Nachhaltige Laufbekleidung: Greenwashing oder echte Alternative?
Du kaufst Fair-Trade-Kaffee, achtest darauf, möglichst keine Lebensmittel zu verschwenden und lässt das Auto stehen, wenn du auch mit dem Rad, zu Fuß oder per Öffis ans Ziel gelangen kannst? Das ist großartig! Aber wie sieht es eigentlich beim Thema Laufbekleidung aus? Weißt du, was du beim Sport an deinem Körper trägst? Unter welchen Bedingungen […] Der Beitrag Nachhaltige Laufbekleidung: Greenwashing oder echte Alternative? ist zuerst auf beVegt - vegan leben und laufen erschienen.


Du kaufst Fair-Trade-Kaffee, achtest darauf, möglichst keine Lebensmittel zu verschwenden und lässt das Auto stehen, wenn du auch mit dem Rad, zu Fuß oder per Öffis ans Ziel gelangen kannst?
Das ist großartig!
Aber wie sieht es eigentlich beim Thema Laufbekleidung aus?
Weißt du, was du beim Sport an deinem Körper trägst? Unter welchen Bedingungen dein Laufshirt hergestellt wurde? Welche möglicherweise fragwürdigen Chemikalien bei der Produktion zum Einsatz gekommen sind? Welche Realität sich hinter den Marketingversprechen deiner Lieblingsmarke verbirgt?
Und was du noch alles wichtig ist, um zu beurteilen, wie nachhaltig deine Laufbekleidung ist?

----------------

Ziel der Aufgabe
Auf welcher Website ist der Beitrag über nachhaltige Laufbekleidung laut dem Text zuerst erschienen?

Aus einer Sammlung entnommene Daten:
----------------

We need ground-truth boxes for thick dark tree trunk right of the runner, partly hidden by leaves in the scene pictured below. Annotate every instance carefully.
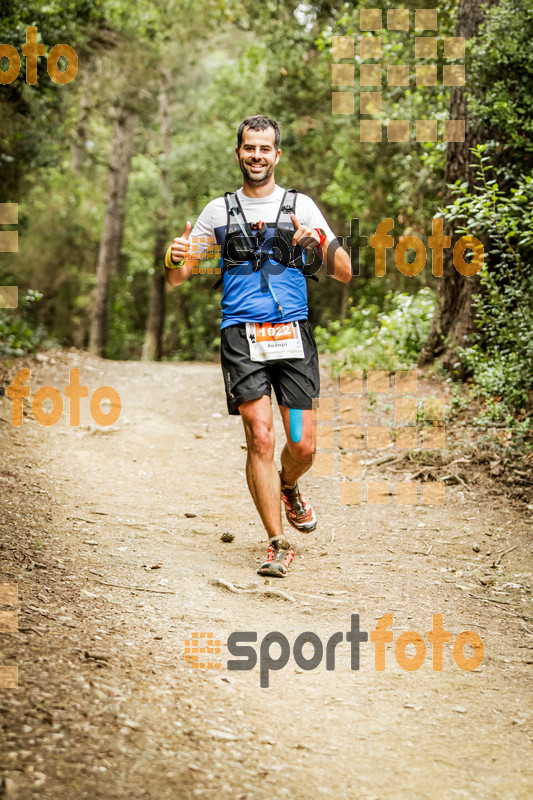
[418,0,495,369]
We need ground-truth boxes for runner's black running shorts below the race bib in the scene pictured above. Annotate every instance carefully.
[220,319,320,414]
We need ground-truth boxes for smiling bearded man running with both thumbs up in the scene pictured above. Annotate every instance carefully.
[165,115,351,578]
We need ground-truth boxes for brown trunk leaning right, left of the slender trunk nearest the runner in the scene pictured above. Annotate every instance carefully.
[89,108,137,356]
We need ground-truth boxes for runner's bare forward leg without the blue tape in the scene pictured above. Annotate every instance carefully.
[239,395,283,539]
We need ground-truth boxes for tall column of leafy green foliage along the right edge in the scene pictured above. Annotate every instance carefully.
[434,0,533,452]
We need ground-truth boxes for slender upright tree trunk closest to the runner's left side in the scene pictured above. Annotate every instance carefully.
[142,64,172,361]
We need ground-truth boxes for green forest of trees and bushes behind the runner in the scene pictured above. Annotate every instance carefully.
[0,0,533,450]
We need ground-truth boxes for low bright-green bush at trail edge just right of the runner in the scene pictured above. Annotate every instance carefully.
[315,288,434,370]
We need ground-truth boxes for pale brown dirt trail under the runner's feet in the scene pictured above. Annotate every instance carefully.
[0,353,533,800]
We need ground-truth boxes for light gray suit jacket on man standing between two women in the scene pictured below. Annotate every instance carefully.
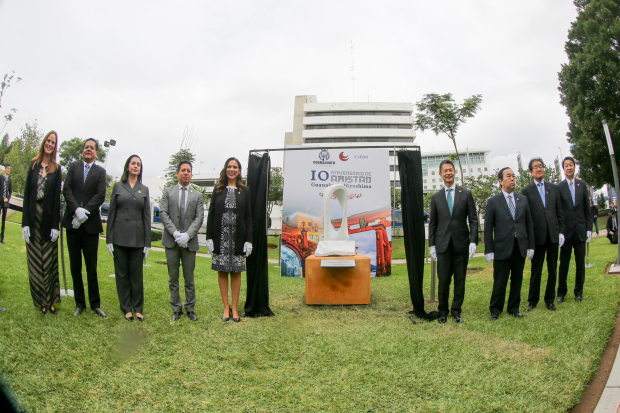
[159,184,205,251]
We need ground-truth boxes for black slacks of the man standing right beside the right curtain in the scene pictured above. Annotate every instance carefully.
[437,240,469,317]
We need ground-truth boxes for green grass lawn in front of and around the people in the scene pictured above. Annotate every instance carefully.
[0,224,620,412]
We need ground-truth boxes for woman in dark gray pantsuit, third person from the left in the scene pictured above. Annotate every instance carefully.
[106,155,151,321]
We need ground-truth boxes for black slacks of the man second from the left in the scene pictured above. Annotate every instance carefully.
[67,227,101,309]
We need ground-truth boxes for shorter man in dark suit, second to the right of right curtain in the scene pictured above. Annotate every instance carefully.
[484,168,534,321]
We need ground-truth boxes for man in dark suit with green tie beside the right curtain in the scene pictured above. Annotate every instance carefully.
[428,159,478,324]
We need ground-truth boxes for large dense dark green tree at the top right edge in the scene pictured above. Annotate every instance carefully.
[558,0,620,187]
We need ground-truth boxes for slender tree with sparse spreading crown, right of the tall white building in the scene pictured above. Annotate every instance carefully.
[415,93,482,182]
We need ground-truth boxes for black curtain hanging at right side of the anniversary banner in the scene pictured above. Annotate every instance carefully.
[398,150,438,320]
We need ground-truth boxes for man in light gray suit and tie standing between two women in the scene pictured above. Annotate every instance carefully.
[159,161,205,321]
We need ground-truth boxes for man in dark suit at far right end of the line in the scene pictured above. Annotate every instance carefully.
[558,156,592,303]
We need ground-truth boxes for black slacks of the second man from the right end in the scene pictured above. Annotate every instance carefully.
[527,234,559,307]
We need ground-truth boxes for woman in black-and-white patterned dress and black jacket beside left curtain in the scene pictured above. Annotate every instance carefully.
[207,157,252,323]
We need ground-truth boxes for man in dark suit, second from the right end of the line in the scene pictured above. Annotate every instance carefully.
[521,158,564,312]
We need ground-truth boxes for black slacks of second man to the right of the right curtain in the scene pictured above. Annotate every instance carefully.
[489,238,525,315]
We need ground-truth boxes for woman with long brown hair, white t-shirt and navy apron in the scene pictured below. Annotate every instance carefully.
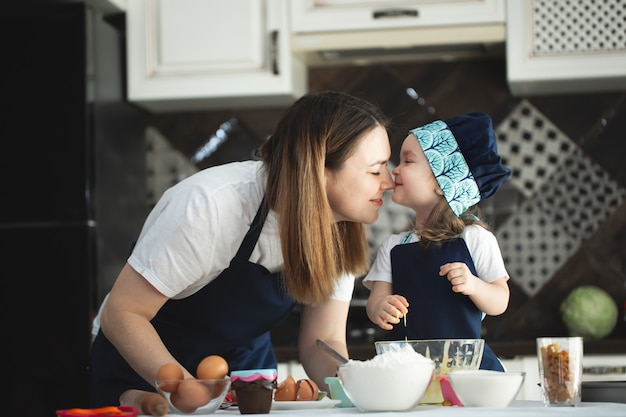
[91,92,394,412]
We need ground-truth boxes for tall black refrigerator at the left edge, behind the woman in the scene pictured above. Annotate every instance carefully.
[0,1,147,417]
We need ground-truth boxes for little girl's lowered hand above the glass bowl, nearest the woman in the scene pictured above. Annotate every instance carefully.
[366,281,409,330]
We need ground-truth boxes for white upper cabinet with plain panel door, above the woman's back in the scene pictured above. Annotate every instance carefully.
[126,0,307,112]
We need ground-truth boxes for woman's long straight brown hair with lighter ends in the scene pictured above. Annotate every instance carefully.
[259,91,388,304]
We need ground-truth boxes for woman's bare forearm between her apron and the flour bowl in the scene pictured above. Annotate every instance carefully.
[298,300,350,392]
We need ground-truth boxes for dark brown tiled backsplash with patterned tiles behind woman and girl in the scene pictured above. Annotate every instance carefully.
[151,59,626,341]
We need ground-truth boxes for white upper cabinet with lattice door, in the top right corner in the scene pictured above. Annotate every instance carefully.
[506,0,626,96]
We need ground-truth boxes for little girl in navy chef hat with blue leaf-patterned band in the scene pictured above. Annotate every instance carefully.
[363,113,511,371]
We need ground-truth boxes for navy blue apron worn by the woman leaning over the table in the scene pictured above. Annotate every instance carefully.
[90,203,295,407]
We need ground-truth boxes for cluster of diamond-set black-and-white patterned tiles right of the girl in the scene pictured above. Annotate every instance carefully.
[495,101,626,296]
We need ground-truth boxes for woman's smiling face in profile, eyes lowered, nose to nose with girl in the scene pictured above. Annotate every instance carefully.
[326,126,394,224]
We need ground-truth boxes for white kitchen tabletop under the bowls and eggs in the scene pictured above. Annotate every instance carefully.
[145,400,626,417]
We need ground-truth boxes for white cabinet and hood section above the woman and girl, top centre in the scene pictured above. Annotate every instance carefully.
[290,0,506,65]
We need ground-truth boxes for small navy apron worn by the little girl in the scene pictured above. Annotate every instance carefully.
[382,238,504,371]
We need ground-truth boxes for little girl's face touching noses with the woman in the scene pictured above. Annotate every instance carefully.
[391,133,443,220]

----------------

Lösung der Aufgabe
Auf beVegt – vegan leben und laufen.